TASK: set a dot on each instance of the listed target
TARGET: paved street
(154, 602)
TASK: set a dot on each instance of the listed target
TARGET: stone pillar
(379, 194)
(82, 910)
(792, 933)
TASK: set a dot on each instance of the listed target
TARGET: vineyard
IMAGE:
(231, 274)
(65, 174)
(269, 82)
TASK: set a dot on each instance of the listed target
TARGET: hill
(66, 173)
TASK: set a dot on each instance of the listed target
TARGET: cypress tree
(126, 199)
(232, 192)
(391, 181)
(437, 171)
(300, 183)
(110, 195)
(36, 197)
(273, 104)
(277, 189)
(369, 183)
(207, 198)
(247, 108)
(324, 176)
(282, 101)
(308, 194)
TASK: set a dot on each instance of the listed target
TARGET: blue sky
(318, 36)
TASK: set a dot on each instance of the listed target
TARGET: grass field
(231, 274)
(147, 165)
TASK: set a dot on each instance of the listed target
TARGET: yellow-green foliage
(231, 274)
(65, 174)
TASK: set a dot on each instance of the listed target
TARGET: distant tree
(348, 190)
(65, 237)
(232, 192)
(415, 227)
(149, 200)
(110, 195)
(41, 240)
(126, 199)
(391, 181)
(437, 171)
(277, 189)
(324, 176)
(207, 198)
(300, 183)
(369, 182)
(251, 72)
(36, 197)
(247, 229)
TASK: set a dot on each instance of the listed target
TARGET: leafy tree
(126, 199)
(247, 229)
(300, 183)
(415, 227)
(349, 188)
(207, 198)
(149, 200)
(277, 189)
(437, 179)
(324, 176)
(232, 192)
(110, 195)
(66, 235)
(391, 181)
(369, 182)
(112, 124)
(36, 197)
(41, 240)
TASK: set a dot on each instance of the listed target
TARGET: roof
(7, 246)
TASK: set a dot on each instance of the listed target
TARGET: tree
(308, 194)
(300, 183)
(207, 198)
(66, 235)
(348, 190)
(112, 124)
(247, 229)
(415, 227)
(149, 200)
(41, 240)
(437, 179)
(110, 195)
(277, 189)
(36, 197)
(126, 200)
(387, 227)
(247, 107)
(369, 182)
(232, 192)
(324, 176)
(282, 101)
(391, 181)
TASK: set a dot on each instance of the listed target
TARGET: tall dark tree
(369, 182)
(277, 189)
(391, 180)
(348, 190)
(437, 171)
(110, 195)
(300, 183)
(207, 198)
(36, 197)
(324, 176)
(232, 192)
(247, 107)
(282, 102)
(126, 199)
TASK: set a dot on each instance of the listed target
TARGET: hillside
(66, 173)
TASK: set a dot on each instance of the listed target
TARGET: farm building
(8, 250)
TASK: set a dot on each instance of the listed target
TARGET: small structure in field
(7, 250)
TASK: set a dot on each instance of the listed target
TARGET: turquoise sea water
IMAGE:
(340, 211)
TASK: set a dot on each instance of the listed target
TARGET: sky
******************************
_What is needed_:
Please show each line of the records above that contains the word "field", copied in full.

_Solution_:
TARGET: grass field
TARGET: small structure in field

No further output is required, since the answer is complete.